* _WORK REQUIRED_:
From the listing below, return every line with the string "Find" in it.

* _AVAILABLE DATA_:
▶
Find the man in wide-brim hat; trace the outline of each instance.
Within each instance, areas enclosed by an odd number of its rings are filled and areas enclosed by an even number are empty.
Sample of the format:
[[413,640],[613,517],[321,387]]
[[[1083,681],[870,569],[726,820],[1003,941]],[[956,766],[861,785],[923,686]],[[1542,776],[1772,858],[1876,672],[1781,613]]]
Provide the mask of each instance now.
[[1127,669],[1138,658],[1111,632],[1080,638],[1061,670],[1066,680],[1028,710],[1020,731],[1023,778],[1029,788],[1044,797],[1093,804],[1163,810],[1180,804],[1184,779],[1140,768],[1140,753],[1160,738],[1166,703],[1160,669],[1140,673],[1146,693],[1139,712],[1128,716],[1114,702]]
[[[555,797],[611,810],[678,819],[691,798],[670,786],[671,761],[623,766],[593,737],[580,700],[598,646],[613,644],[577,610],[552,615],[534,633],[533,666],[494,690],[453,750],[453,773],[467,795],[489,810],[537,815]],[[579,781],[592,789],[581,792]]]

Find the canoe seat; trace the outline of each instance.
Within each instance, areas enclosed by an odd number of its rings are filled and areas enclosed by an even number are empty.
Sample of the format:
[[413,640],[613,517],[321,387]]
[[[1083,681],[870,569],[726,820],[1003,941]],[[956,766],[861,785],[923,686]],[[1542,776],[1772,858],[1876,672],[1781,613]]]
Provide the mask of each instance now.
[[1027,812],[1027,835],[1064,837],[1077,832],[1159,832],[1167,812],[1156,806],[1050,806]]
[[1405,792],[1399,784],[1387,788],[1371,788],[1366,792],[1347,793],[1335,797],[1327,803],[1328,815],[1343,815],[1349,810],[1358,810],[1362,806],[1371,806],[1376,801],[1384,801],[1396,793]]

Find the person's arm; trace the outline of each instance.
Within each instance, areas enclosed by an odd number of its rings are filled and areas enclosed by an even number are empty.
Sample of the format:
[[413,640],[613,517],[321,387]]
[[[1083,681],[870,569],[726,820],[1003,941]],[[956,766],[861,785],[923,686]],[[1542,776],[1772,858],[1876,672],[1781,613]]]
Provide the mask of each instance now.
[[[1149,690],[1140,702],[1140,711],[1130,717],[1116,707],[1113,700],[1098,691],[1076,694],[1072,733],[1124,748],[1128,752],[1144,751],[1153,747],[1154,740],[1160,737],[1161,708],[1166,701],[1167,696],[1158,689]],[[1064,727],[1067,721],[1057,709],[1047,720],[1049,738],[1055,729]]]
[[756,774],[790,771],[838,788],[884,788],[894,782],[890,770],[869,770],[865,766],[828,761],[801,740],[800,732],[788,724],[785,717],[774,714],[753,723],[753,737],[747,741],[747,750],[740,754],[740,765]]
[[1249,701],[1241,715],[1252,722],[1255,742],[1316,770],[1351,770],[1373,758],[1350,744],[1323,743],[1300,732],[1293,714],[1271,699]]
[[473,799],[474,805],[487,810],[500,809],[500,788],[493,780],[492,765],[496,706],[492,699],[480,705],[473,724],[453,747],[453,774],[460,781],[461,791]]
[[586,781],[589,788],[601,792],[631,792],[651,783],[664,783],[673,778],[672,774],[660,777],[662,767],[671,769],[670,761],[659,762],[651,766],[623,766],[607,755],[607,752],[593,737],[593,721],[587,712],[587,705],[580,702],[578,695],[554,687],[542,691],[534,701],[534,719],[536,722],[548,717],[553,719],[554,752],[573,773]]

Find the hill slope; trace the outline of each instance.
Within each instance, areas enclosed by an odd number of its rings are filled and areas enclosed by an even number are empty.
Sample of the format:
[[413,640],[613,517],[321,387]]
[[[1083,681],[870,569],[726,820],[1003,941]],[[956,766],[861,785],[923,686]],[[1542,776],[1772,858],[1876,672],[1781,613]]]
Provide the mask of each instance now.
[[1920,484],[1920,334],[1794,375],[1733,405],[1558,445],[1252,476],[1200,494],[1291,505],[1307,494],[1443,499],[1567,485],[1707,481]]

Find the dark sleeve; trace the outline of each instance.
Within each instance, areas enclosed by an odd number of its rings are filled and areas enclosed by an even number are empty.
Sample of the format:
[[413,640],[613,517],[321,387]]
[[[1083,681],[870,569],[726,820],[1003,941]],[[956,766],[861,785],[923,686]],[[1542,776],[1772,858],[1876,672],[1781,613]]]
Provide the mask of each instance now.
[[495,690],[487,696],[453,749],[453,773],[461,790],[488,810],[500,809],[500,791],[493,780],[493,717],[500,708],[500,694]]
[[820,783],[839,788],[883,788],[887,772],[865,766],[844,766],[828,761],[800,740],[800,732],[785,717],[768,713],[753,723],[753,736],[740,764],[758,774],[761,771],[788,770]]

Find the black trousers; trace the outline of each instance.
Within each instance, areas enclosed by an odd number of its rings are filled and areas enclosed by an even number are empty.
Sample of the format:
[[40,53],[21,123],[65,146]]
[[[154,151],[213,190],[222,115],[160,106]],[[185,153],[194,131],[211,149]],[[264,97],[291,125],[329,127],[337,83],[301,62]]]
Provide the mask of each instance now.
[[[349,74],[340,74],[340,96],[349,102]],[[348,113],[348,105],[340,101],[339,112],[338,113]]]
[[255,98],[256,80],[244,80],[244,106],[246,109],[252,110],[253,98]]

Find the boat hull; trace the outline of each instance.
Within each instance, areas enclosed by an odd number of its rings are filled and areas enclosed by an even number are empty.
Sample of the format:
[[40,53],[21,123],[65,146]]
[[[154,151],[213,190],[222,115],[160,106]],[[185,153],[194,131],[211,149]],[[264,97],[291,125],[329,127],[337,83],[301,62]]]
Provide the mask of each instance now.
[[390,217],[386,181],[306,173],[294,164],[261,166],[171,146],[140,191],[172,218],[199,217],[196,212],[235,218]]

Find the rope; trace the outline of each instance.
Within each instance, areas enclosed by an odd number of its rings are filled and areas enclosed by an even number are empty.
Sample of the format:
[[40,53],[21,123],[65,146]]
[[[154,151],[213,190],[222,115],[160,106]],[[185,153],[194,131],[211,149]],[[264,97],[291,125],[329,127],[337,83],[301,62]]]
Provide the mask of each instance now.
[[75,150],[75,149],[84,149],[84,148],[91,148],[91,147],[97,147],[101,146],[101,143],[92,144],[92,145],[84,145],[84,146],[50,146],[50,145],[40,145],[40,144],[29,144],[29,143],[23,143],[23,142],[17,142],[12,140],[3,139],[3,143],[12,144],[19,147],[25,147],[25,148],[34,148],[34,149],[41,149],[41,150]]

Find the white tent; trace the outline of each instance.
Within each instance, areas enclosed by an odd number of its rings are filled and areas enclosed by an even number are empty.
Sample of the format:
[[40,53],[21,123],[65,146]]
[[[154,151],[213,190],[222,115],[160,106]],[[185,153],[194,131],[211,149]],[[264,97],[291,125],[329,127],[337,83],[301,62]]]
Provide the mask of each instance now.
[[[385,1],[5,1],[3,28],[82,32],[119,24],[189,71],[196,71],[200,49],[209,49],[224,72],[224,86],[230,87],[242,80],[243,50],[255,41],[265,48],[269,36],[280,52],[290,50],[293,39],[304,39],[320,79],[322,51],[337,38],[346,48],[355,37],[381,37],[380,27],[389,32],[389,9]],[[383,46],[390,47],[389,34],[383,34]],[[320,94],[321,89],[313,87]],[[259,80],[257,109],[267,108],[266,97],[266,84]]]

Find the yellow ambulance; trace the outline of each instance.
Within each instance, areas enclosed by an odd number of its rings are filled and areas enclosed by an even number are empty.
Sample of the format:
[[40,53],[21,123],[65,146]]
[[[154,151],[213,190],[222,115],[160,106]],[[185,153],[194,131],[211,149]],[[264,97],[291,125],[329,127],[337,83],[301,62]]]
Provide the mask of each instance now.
◀
* _RESPONSE AREA_:
Find the man in wide-brim hat; trace the outline of each instance.
Find the canoe seat; trace the outline of each instance.
Find the person's arm; trace the outline of each instance.
Find the hill slope; trace the outline of each instance.
Find the dark sleeve; trace the outline of each instance.
Find the black trousers; trace the outline of each instance.
Find the boat hull; trace the outline of each instance.
Find the rope; trace the outline of each instance.
Find the white tent; trace the outline of each instance.
Find the yellow ambulance; trace the outline of each instance.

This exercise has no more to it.